**Attività**
Ricopia integralmente, senza alcuna modifica, il brano sulla vita della donna nata a Civiasco nel 1899.

**Brano citato**
►

Riassumendo il più d’un secolo e un quarto di vita: nasce a Civiasco (Vercellese) nel 1899, si trasferisce da bambina nelle valli dell’Ossola al seguito del padre, della madre, dei numerosi fratelli e sorelle (sette in tutto); il clima insalubre le risulta dannoso, e quando si fa ragazza e trova lavoro trasloca a Pallanza, nella mitezza del Golfo Borromeo; ha un fidanzato che va alla guerra del ‘15/’18 e del quale perde le tracce, sposandosi nel ’26 con un altro uomo; nasce un figlio, Angelo, che dopo sei mesi muore; il matrimonio non dura molto, causa maltrattamenti del consorte; operaia allo jutificio Maioni e poi cuciniera al collegio Santa Maria gestito dai Marianisti, va in pensione nel 1975; vive con la sorella Angela, che chiude l’avventura terrena nel 2011, a 101 anni; da allora abita solitaria, pur con l’ausilio d’aiuti e sostegni vari, nella casa di proprietà della parrocchia che la ospita da decenni.
Lì, di fianco alla chiesa di San Leonardo e sotto l’incombente campanile costruito con le pietre residuali del castello che fu dei Barbavara, conduce un’esistenza che più spartana non si potrebbe. Orari regolarissimi di veglia e sonno, dieta senza varianti (ogni giorno tre uova; un etto e mezzo di carne cruda; minestrine e verdure; talvolta un goccio di grappa con un gianduiotto). Attenzione massima al risparmio, conseguenza d’un lontano passato vissuto nella povertà. Un esempio? Tiene il portafoglio sotto il cuscino, e guai ad avvicinarvisi. Un altro esempio? L’eliminazione di qualche lampadina, considerata di troppo. “E nessuna lamentela -racconta Enzo Azzoni, storico fotografo verbanese e suo vicino di quartiere- per il fatto che non ha il bagno nell’appartamentino”. Provvede alle incombenze fisiologiche usando un manufatto di plastica, come quelli utilizzati nelle roulotte. Glielo igienizzano quotidianamente, e va avanti così.

◄

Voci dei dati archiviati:
►

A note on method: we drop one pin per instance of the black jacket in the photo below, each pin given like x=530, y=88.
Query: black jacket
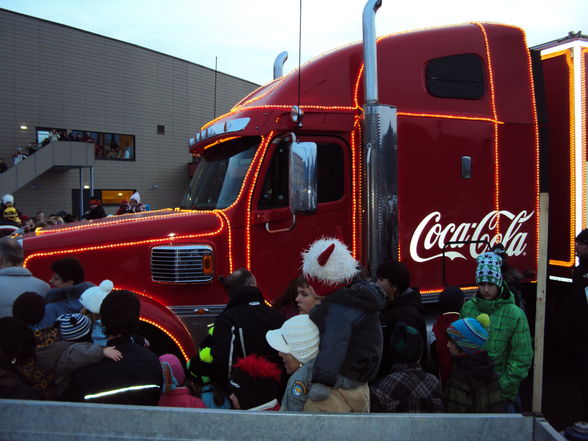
x=135, y=379
x=350, y=334
x=240, y=331
x=407, y=308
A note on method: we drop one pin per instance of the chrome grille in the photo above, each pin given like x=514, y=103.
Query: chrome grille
x=179, y=264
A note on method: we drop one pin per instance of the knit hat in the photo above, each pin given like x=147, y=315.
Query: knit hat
x=255, y=381
x=406, y=344
x=298, y=336
x=470, y=334
x=7, y=199
x=29, y=307
x=488, y=269
x=328, y=265
x=92, y=298
x=582, y=237
x=172, y=370
x=451, y=299
x=73, y=326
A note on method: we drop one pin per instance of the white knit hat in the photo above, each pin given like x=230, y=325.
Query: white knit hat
x=328, y=265
x=298, y=336
x=92, y=298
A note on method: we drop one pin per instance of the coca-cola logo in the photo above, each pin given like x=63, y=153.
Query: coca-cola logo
x=431, y=236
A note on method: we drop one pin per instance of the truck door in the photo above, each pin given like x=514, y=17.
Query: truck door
x=277, y=237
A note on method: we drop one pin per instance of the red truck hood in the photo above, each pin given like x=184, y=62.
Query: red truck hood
x=127, y=228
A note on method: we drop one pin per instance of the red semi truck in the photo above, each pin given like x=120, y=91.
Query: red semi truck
x=446, y=167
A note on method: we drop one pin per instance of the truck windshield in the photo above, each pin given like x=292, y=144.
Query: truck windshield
x=220, y=173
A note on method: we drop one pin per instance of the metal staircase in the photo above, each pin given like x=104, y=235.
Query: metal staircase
x=67, y=154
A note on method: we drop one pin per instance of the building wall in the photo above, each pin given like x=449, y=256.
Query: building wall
x=57, y=76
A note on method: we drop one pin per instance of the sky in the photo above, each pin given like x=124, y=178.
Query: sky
x=244, y=36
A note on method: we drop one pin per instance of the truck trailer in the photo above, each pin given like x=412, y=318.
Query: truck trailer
x=424, y=146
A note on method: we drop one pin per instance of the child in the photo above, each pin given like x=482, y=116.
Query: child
x=407, y=388
x=350, y=345
x=450, y=303
x=74, y=351
x=255, y=384
x=473, y=387
x=174, y=393
x=297, y=345
x=91, y=299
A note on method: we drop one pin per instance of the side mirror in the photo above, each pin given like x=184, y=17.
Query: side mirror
x=303, y=177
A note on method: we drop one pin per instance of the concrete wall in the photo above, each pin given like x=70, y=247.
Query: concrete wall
x=57, y=76
x=48, y=421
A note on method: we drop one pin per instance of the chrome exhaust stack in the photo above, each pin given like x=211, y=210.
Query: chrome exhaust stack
x=379, y=154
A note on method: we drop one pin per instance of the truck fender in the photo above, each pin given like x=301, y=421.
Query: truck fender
x=158, y=316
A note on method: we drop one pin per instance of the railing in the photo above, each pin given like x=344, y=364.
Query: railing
x=49, y=421
x=54, y=154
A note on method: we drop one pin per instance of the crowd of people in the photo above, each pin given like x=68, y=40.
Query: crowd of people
x=334, y=342
x=13, y=218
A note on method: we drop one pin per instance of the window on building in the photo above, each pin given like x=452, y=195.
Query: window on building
x=456, y=76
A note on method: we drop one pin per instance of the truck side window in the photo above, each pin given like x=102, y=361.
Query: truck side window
x=330, y=183
x=456, y=76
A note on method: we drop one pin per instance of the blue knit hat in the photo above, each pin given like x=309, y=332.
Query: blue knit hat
x=488, y=269
x=470, y=334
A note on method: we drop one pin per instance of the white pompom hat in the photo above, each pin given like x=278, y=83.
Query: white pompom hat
x=92, y=298
x=328, y=265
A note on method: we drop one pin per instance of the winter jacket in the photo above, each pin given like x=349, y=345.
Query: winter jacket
x=65, y=357
x=135, y=379
x=444, y=360
x=13, y=386
x=407, y=389
x=509, y=341
x=350, y=334
x=473, y=387
x=63, y=301
x=407, y=308
x=15, y=280
x=240, y=331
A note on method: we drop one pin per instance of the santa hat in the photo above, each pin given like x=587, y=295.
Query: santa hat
x=7, y=198
x=255, y=381
x=92, y=298
x=328, y=265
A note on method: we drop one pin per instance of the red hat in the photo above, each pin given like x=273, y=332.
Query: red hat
x=328, y=265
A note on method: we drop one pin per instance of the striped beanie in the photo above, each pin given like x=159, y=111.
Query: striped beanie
x=73, y=326
x=488, y=269
x=470, y=334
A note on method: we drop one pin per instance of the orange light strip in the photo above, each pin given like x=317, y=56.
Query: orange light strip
x=220, y=141
x=126, y=244
x=434, y=291
x=259, y=156
x=568, y=54
x=495, y=117
x=176, y=213
x=461, y=117
x=229, y=239
x=169, y=334
x=536, y=132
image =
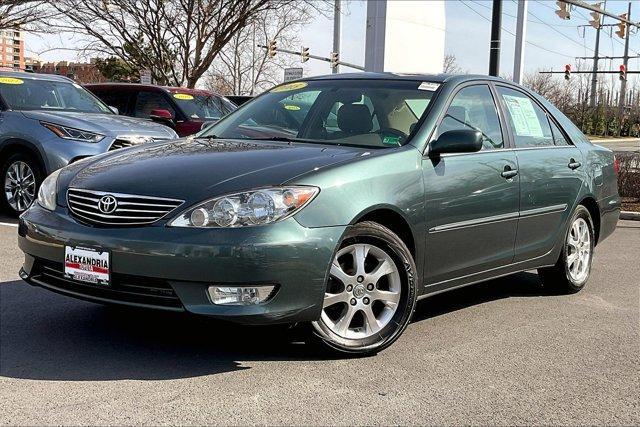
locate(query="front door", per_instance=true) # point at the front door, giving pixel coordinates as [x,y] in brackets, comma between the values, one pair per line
[550,170]
[471,198]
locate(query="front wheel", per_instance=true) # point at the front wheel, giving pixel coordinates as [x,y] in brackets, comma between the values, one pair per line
[370,293]
[572,270]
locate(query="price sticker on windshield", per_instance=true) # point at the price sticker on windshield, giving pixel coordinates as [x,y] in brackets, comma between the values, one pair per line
[183,96]
[11,81]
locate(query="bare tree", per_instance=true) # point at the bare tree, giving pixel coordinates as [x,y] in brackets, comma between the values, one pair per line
[241,67]
[177,40]
[15,14]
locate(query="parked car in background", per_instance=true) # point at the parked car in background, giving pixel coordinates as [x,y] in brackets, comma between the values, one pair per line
[49,121]
[239,99]
[185,110]
[391,188]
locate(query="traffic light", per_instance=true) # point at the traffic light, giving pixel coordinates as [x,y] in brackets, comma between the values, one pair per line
[622,27]
[334,59]
[563,11]
[272,49]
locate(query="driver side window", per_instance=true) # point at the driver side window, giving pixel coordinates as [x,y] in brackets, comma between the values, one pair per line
[474,108]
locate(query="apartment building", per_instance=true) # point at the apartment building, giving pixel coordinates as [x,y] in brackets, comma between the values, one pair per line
[11,49]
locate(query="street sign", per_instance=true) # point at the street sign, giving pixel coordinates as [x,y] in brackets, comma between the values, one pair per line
[145,77]
[292,74]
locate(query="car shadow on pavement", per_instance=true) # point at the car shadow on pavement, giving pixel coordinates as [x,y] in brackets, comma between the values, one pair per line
[46,336]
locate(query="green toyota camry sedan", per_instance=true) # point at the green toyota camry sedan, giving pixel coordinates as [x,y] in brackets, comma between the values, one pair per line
[335,201]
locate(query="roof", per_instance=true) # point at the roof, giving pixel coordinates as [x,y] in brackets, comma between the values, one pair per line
[35,76]
[171,89]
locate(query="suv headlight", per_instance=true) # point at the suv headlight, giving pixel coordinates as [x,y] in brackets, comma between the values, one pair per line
[48,191]
[65,132]
[249,208]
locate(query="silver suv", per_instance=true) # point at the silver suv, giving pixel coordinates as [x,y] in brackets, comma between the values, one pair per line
[49,121]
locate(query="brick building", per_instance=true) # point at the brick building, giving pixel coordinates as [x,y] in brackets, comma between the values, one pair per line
[11,49]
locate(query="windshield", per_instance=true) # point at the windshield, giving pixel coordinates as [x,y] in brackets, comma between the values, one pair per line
[31,94]
[202,106]
[370,113]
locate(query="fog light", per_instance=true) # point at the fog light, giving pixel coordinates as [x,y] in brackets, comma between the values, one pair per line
[250,295]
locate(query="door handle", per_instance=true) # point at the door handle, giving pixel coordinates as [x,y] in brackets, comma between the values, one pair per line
[509,173]
[573,164]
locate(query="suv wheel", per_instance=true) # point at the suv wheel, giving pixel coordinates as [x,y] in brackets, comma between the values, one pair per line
[371,291]
[21,178]
[572,270]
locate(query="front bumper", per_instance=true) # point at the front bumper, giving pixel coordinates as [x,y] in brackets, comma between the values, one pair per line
[171,268]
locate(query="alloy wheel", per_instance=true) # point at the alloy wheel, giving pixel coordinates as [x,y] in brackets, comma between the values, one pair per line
[363,293]
[20,186]
[578,250]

◄

**Risultato atteso**
Riassumendo il più d’un secolo e un quarto di vita: nasce a Civiasco (Vercellese) nel 1899, si trasferisce da bambina nelle valli dell’Ossola al seguito del padre, della madre, dei numerosi fratelli e sorelle (sette in tutto); il clima insalubre le risulta dannoso, e quando si fa ragazza e trova lavoro trasloca a Pallanza, nella mitezza del Golfo Borromeo; ha un fidanzato che va alla guerra del ‘15/’18 e del quale perde le tracce, sposandosi nel ’26 con un altro uomo; nasce un figlio, Angelo, che dopo sei mesi muore; il matrimonio non dura molto, causa maltrattamenti del consorte; operaia allo jutificio Maioni e poi cuciniera al collegio Santa Maria gestito dai Marianisti, va in pensione nel 1975; vive con la sorella Angela, che chiude l’avventura terrena nel 2011, a 101 anni; da allora abita solitaria, pur con l’ausilio d’aiuti e sostegni vari, nella casa di proprietà della parrocchia che la ospita da decenni.
Lì, di fianco alla chiesa di San Leonardo e sotto l’incombente campanile costruito con le pietre residuali del castello che fu dei Barbavara, conduce un’esistenza che più spartana non si potrebbe. Orari regolarissimi di veglia e sonno, dieta senza varianti (ogni giorno tre uova; un etto e mezzo di carne cruda; minestrine e verdure; talvolta un goccio di grappa con un gianduiotto). Attenzione massima al risparmio, conseguenza d’un lontano passato vissuto nella povertà. Un esempio? Tiene il portafoglio sotto il cuscino, e guai ad avvicinarvisi. Un altro esempio? L’eliminazione di qualche lampadina, considerata di troppo. “E nessuna lamentela -racconta Enzo Azzoni, storico fotografo verbanese e suo vicino di quartiere- per il fatto che non ha il bagno nell’appartamentino”. Provvede alle incombenze fisiologiche usando un manufatto di plastica, come quelli utilizzati nelle roulotte. Glielo igienizzano quotidianamente, e va avanti così.